_To be done_.
#1 In the article about the Parker Homestead, how much grant money did the committee receive from the Monmouth County Historical Commission?
#2 Display every line of the records that contains the word "rock".

_Extract to read_.
____

The Parker Homestead Committee will be holding an open house from 1 to 4 p.m. Sunday, Dec. 22, with the public invited to see the interior of the farmhouse, where some restoration work has been done to shore up the long-deteriorating structure.
“It looks wonderful,” Jennifer Pardee, a committee member, said of the building, one of the oldest in the state.
The committee applied for a grant from the Monmouth County Historical Commis­sion and received $8,000 that allowed it to do some interior work to clean up and repair three rooms on the house’s first floor, primarily the ceiling and floors.
“The ceiling in the front parlor was falling down. It was falling down in big chunks on a daily basis” prior to the work, Pardee said.
While doing the work, which started earlier this fall, contractors discovered original large timber beams used to support the ceiling and the wide-planked floorboards above it with what looks to be the original stain on it. That got Pardee and the other committee trustees excited, so much so that they wanted to open the home.

____

_Given data_.
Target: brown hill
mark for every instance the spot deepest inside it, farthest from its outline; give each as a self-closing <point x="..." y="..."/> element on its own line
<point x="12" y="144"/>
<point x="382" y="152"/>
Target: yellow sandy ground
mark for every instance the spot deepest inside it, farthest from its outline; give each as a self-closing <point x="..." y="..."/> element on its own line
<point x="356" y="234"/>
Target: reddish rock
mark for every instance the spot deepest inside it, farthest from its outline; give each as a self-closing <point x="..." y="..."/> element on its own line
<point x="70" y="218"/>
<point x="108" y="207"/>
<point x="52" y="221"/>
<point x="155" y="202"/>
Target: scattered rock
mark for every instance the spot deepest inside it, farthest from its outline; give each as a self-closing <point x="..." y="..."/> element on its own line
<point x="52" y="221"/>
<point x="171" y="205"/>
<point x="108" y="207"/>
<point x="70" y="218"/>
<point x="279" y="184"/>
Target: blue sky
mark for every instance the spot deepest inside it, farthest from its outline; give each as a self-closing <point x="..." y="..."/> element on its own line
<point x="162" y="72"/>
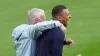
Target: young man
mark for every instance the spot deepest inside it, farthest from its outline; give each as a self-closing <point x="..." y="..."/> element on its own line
<point x="50" y="43"/>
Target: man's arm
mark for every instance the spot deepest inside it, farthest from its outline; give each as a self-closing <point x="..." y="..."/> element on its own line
<point x="58" y="42"/>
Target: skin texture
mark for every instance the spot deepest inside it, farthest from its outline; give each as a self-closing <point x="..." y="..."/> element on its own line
<point x="64" y="17"/>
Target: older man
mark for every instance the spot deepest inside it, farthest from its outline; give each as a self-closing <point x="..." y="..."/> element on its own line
<point x="24" y="35"/>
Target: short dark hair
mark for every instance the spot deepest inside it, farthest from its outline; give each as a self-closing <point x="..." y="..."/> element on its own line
<point x="57" y="10"/>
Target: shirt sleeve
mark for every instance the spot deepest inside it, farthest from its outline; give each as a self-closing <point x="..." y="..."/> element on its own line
<point x="39" y="27"/>
<point x="58" y="43"/>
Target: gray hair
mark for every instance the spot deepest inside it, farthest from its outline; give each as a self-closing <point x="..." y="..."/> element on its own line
<point x="34" y="13"/>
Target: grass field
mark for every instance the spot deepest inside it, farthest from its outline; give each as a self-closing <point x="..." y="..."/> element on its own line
<point x="84" y="27"/>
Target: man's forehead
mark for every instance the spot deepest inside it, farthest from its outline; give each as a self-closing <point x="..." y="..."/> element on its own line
<point x="66" y="11"/>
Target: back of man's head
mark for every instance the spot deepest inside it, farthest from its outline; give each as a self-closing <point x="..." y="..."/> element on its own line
<point x="57" y="10"/>
<point x="34" y="14"/>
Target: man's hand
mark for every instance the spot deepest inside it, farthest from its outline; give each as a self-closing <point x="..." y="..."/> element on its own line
<point x="69" y="42"/>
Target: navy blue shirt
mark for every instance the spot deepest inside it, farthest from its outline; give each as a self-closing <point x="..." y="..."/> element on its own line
<point x="50" y="43"/>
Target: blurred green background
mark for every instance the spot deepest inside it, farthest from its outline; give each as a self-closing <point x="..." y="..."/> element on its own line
<point x="84" y="27"/>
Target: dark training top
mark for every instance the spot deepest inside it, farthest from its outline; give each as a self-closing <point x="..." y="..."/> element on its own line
<point x="50" y="43"/>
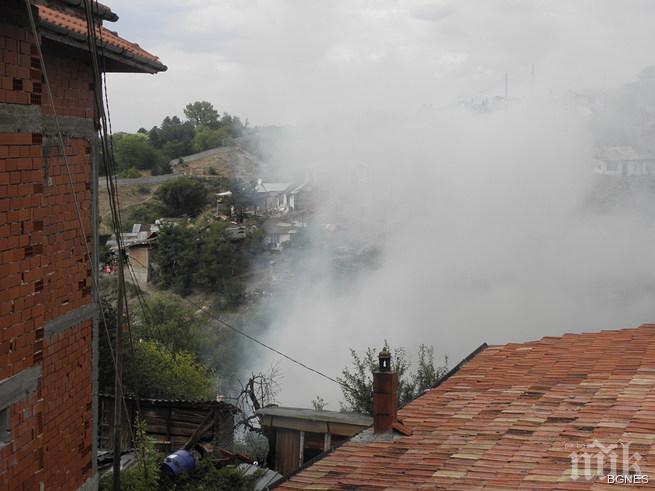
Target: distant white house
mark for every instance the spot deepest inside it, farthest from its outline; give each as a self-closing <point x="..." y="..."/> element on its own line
<point x="138" y="246"/>
<point x="278" y="197"/>
<point x="624" y="161"/>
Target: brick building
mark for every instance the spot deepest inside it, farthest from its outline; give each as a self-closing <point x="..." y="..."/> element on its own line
<point x="48" y="314"/>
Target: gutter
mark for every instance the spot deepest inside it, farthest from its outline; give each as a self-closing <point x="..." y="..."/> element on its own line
<point x="56" y="33"/>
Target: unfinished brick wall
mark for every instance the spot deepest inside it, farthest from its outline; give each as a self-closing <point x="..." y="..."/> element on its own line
<point x="45" y="271"/>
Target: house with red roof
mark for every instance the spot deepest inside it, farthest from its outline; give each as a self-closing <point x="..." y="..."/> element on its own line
<point x="49" y="158"/>
<point x="575" y="412"/>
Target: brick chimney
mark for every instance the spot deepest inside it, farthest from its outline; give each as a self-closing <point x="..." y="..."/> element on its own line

____

_Answers to the exercises_.
#1 $8,000

#2
Target: reddish rock
Target: scattered rock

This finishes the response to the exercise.